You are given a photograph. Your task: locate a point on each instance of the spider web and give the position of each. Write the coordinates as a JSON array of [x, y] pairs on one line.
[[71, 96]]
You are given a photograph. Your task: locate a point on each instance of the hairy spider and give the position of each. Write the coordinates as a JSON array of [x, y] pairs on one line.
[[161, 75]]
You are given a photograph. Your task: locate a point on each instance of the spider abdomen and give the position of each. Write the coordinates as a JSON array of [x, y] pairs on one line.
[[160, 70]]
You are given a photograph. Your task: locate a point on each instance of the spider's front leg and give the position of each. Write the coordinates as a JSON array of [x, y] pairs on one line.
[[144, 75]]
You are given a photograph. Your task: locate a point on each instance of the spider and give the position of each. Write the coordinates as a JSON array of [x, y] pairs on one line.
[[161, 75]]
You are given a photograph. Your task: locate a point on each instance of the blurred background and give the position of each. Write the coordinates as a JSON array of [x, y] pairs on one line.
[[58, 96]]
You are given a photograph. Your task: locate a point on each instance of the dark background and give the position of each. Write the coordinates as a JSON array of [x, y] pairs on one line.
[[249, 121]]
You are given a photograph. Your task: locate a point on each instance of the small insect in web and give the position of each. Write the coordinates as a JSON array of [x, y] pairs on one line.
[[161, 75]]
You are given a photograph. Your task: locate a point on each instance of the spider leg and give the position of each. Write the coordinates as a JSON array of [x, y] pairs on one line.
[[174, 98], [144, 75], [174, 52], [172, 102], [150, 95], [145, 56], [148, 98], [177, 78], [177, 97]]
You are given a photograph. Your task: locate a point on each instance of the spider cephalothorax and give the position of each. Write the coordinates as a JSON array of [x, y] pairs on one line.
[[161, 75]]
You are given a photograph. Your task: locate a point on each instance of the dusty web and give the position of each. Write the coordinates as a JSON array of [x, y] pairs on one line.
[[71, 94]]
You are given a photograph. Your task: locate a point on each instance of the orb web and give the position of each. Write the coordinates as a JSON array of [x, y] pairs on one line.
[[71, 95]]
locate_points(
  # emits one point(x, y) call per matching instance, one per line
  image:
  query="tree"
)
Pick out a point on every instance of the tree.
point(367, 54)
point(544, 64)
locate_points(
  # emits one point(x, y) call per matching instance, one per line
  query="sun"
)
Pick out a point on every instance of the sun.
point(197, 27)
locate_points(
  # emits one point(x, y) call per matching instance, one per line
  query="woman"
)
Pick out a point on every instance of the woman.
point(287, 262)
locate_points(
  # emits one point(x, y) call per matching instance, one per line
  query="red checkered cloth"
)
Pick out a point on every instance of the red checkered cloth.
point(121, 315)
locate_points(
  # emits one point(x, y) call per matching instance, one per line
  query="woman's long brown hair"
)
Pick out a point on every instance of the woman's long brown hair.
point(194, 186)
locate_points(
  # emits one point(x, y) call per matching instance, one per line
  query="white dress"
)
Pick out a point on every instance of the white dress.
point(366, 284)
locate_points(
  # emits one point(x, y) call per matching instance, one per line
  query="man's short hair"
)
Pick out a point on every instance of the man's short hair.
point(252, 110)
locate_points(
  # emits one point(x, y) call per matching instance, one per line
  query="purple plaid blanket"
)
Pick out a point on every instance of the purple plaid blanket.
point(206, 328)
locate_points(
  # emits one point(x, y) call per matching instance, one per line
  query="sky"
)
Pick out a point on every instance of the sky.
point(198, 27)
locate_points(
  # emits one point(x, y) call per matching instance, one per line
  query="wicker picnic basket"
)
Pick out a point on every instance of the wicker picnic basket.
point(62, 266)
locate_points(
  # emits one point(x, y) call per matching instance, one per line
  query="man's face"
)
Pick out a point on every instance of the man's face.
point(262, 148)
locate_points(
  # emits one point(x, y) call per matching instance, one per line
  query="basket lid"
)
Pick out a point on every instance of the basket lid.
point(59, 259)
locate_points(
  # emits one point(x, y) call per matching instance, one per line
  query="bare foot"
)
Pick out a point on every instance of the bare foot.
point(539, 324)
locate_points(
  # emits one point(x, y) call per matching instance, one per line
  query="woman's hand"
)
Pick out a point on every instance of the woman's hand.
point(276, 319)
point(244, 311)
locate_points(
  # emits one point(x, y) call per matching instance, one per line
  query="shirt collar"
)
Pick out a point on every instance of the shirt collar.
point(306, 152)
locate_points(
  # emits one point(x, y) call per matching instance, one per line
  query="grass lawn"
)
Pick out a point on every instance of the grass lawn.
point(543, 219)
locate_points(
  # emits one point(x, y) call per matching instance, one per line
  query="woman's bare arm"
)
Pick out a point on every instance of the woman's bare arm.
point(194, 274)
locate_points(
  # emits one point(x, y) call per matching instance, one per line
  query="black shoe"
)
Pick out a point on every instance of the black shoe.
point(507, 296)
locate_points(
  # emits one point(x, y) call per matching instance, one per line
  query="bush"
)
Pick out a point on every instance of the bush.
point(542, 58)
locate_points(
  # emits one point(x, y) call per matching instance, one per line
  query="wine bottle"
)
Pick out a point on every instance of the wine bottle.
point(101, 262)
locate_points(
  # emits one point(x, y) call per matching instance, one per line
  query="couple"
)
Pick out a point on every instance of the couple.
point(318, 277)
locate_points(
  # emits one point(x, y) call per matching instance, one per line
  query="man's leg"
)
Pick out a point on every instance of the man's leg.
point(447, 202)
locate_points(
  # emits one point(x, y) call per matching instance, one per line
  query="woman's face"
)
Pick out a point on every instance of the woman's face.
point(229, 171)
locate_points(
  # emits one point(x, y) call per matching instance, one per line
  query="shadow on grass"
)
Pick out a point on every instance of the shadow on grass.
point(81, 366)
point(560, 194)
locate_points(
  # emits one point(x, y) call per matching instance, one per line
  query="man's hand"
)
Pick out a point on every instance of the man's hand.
⁂
Directions →
Working from the material above, retype it in its entirety without change.

Response to the exercise →
You are given a photograph. Your task: locate a point on each instance of the spider web and give the position of each. Write the coordinates as a JSON array of [x, y] pairs on one line.
[[71, 96]]
You are given a photograph. Your task: locate a point on each instance of the hairy spider and give the position of each. Write the coordinates as a JSON array of [x, y] pairs on one line.
[[161, 75]]
You are given a photograph. Your task: locate a point on each instance of the spider abdomen and give the position of each. Write the coordinates as a JSON array of [x, y] pairs on one line.
[[160, 70]]
You are given a photograph. Your task: locate a point on each instance of the spider's front leg and give the position of each. Write the coordinates as a JSON array of [x, y] pairs on one line.
[[144, 75]]
You are given a photograph. Your task: locate a point on each instance of the spider and give the position of each. Write the coordinates as a JSON array of [x, y] pairs on one line.
[[161, 75]]
You are given a photograph. Your task: locate a point on each instance of the blurred background and give the position of each. Write the coordinates as a JSON array of [x, y] pairs on one line.
[[58, 96]]
You are given a photograph. Your task: locate a point on each instance of the dark background and give the position of each. Write the coordinates as a JSON array of [x, y] pairs on one line.
[[249, 121]]
You are given a photograph. Your task: locate a point on each instance of the small insect in web and give the position of each. Write the coordinates as a JSON array of [x, y] pairs on one line.
[[161, 75]]
You are given a photograph. Your task: locate a point on each instance of the spider leg and give the position of each. Write the coordinates as a JSON array of [x, y] pairs on one line.
[[174, 98], [144, 75], [174, 52], [172, 102], [150, 95], [145, 56], [148, 98], [177, 78], [177, 97]]
You are given a photograph. Your task: locate a point on each instance of the spider cephalothorax and give the position of each. Write the coordinates as a JSON array of [x, y] pairs on one line.
[[161, 75]]
You are given a photograph. Your task: locate a point on each instance of the dusty web and give the position of each. Write the coordinates as a JSON array of [x, y] pairs on one line.
[[71, 94]]
You are given a photograph. Your task: locate a point on each instance of the orb web and give the position of each. Write the coordinates as a JSON array of [x, y] pairs on one line.
[[71, 95]]
locate_points(
  # emits one point(x, y) call per matching instance, one per line
  image:
  query="tree"
)
Pick out a point on every instance of the tree.
point(367, 54)
point(544, 64)
locate_points(
  # emits one point(x, y) call per matching instance, one per line
  query="sun"
)
Pick out a point on every instance of the sun.
point(197, 27)
locate_points(
  # emits one point(x, y) call per matching instance, one per line
  query="woman"
)
Pick out a point on every instance of the woman.
point(287, 262)
locate_points(
  # emits one point(x, y) call per matching instance, one per line
  query="red checkered cloth"
)
Pick out a point on every instance of the red checkered cloth.
point(121, 315)
locate_points(
  # emits one point(x, y) call per matching instance, one per line
  query="woman's long brown hair"
)
Pick out a point on every instance of the woman's long brown hair.
point(194, 186)
locate_points(
  # emits one point(x, y) call per matching instance, one per line
  query="white dress"
)
Pick out a point on every instance of the white dress.
point(366, 284)
locate_points(
  # emits one point(x, y) call per matching instance, one per line
  query="man's short hair"
)
Pick out a point on every instance of the man's short hair.
point(252, 110)
locate_points(
  # emits one point(x, y) call per matching instance, one per line
  query="purple plaid blanket"
)
Pick out a point on every instance of the purple plaid blanket.
point(206, 328)
locate_points(
  # emits one point(x, y) call per matching instance, one per line
  query="sky"
)
Pick out a point on every instance of the sky.
point(198, 27)
locate_points(
  # emits one point(x, y) call per matching instance, one per line
  query="wicker picnic basket"
)
Pick out a point on every instance of the wicker picnic basket.
point(62, 266)
locate_points(
  # emits one point(x, y) call per matching instance, one per line
  query="man's face"
)
Pick out a point on every instance of the man's face.
point(262, 148)
locate_points(
  # emits one point(x, y) call per matching instance, one per line
  query="basket lid"
)
Pick out a point on every instance of the basket lid.
point(59, 259)
locate_points(
  # emits one point(x, y) call per matching instance, one per line
  query="bare foot"
)
Pick out a point on every instance of the bare foot.
point(539, 324)
locate_points(
  # emits one point(x, y) call per matching instance, one per line
  query="woman's hand"
)
Pick out a point on every instance of the woman's hand.
point(276, 319)
point(244, 311)
locate_points(
  # emits one point(x, y) call per matching instance, one per line
  query="shirt collar"
)
Pick out a point on every instance of the shirt collar.
point(306, 152)
locate_points(
  # emits one point(x, y) call per matching instance, one per line
  query="grass lawn"
)
Pick out a point on every instance of the grass lawn.
point(543, 219)
locate_points(
  # emits one point(x, y) call per matching instance, one per line
  query="woman's bare arm"
)
Pick out a point on every instance of the woman's bare arm.
point(194, 274)
locate_points(
  # emits one point(x, y) call per matching instance, one per line
  query="black shoe"
)
Pick out a point on every instance of the black shoe.
point(507, 296)
locate_points(
  # emits one point(x, y) call per matching instance, one per line
  query="bush"
)
Pick out a point on every instance of the bush.
point(542, 58)
locate_points(
  # emits one point(x, y) call per matching instance, one per line
  query="wine bottle"
)
Pick out a point on every instance of the wine bottle.
point(101, 262)
locate_points(
  # emits one point(x, y) call per matching instance, one per line
  query="couple"
)
Pick out a point on every instance of the couple.
point(318, 277)
locate_points(
  # emits one point(x, y) call per matching instance, one per line
  query="man's leg"
)
Pick out a point on every instance of the man's leg.
point(447, 202)
locate_points(
  # emits one point(x, y) call per matching instance, one per line
  query="woman's face"
)
Pick out a point on every instance of the woman's face.
point(229, 171)
locate_points(
  # emits one point(x, y) call per matching instance, one per line
  query="shadow on grass"
)
Pick out a point on every instance of the shadow on grass.
point(81, 366)
point(560, 194)
locate_points(
  # emits one point(x, y) call per matching instance, one per line
  query="man's hand"
)
Pick out a point on every instance of the man's hand.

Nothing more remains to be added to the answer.